WORK REQUIRED: An exact copy of every entry is required, minus the pictures.

[Recorded data]
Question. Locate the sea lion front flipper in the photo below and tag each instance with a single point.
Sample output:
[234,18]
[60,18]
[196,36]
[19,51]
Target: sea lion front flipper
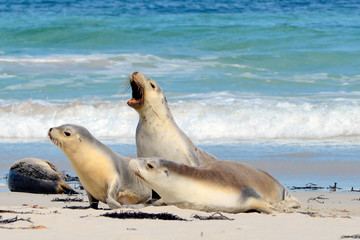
[110,195]
[93,201]
[64,188]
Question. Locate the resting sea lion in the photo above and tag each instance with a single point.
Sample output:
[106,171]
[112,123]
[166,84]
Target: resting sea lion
[103,173]
[36,176]
[157,134]
[226,186]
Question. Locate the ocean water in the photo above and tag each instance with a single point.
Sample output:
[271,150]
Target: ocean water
[274,83]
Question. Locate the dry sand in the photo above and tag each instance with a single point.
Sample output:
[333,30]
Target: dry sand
[324,215]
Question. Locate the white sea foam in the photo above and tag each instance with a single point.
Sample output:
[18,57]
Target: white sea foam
[211,119]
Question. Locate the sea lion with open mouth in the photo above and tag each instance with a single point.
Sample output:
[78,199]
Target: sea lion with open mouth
[157,134]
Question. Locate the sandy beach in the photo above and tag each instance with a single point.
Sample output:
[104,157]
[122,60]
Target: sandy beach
[324,215]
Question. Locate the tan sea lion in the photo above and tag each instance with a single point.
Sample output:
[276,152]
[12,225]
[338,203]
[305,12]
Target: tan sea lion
[226,186]
[35,175]
[157,134]
[103,173]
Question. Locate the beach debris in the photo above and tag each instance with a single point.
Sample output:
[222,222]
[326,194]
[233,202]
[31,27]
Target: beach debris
[356,236]
[333,188]
[69,178]
[34,206]
[15,212]
[321,197]
[353,190]
[30,227]
[33,175]
[311,214]
[76,199]
[215,216]
[142,215]
[14,219]
[308,186]
[79,207]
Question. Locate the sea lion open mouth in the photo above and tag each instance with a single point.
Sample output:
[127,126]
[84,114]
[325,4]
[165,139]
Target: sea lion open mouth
[137,92]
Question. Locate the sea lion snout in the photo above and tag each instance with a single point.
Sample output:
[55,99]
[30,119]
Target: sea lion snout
[134,74]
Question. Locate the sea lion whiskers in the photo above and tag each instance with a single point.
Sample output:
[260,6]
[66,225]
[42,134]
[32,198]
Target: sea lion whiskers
[103,173]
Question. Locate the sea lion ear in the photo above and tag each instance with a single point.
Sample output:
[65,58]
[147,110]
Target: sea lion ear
[79,137]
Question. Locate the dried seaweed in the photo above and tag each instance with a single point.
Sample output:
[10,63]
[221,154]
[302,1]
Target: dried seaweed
[77,207]
[30,227]
[321,197]
[142,215]
[67,199]
[215,216]
[12,211]
[354,190]
[356,236]
[308,186]
[15,219]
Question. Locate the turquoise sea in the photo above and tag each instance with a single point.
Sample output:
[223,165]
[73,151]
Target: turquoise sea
[273,83]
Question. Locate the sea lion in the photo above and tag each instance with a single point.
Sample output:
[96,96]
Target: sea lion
[157,134]
[103,173]
[226,186]
[34,175]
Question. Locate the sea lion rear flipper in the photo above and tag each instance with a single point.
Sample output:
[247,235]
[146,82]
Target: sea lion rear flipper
[93,202]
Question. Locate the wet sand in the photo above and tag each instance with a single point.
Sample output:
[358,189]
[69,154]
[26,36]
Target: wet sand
[324,215]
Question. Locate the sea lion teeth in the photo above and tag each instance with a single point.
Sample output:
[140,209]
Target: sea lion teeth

ANSWER BOX:
Question. Locate the sea lion front flipper in the photo below and tag each instance with a single point.
Sample output:
[234,18]
[60,18]
[196,36]
[19,51]
Target: sea lion front flipper
[110,195]
[93,201]
[64,188]
Question. Locate the resting sea lion in the photo above and tag each instance with a single point.
Sample output:
[106,171]
[112,123]
[166,84]
Target: resting sea lion
[103,173]
[36,176]
[157,134]
[226,186]
Question. Locate the ocean water in the photo above and tag each instance with a single point.
Sample output:
[271,150]
Target: ocean water
[274,83]
Question. Locate the dry sand in the photo above and tag each instance with a single point.
Sample output:
[333,30]
Target: dry sand
[324,215]
Question. Locate the white sea foam in the photo above and tag each instance with a single point.
Sample output:
[18,57]
Target: white sea foam
[211,119]
Question. Locate the sea lion with open mouth in the photo above and tag each instance with a single point.
Sample output:
[78,199]
Target: sea lion with open mouth
[157,134]
Question. Locate the sandy beach in the photo above and tag each instance with a single point.
Sample output:
[104,157]
[122,60]
Target: sandy beach
[324,215]
Question. Locate the tan sea lion in the photo above and tag each instance with a single point.
Sample output:
[276,152]
[12,225]
[338,203]
[305,12]
Target: tan sea lion
[226,186]
[35,175]
[157,134]
[103,173]
Question. Locate the beach debris in the photo above and tag each instance with a single point.
Sample output:
[222,222]
[326,194]
[233,202]
[31,27]
Target: beach debris
[356,236]
[333,188]
[69,178]
[34,206]
[15,212]
[321,197]
[353,190]
[30,227]
[33,175]
[311,214]
[76,199]
[215,216]
[142,215]
[14,219]
[308,186]
[79,207]
Question. Locate the sea lion open mouth in the photo above and tag each instance with a single point.
Sample output:
[127,126]
[84,114]
[325,4]
[165,139]
Target: sea lion open mouth
[137,92]
Question. Locate the sea lion snout in the photo above and tag each instance with a single point.
Sample output:
[55,99]
[30,119]
Target: sea lion snout
[134,74]
Question. Locate the sea lion whiskers in the photo above and tag each instance with a single point.
Sample output:
[260,6]
[66,225]
[42,134]
[32,198]
Target: sea lion whiskers
[103,173]
Question. Locate the sea lion ear in the photo above and tag each instance with a single point.
Sample output:
[65,58]
[147,110]
Target: sea lion ear
[79,137]
Question. Locate the dried seaweed in the photo above and tag each instance with a single point.
Sample output:
[10,63]
[221,154]
[302,1]
Target: dried seaweed
[77,207]
[30,227]
[321,197]
[142,215]
[67,199]
[215,216]
[12,211]
[354,190]
[356,236]
[308,186]
[15,219]
Question. Locate the turquoise sea in the photo above and tag each instance with a single point.
Sample output:
[223,165]
[73,151]
Target: turquoise sea
[273,83]
Question. Locate the sea lion in the photo above and tag each instance with a single point.
Sample output:
[96,96]
Target: sea lion
[157,134]
[103,173]
[226,186]
[34,175]
Question. Locate the sea lion rear flipper in the photo above and tag each instance with a single point.
Sample output:
[247,235]
[146,82]
Target: sea lion rear flipper
[93,202]
Question. Locate the wet sand in the photo above and tag each instance with a single point.
Sample output:
[358,189]
[69,154]
[26,36]
Target: wet sand
[324,215]
Question. Locate the sea lion teeth in the photo above and tag each instance with a single point.
Sample output:
[140,209]
Target: sea lion teeth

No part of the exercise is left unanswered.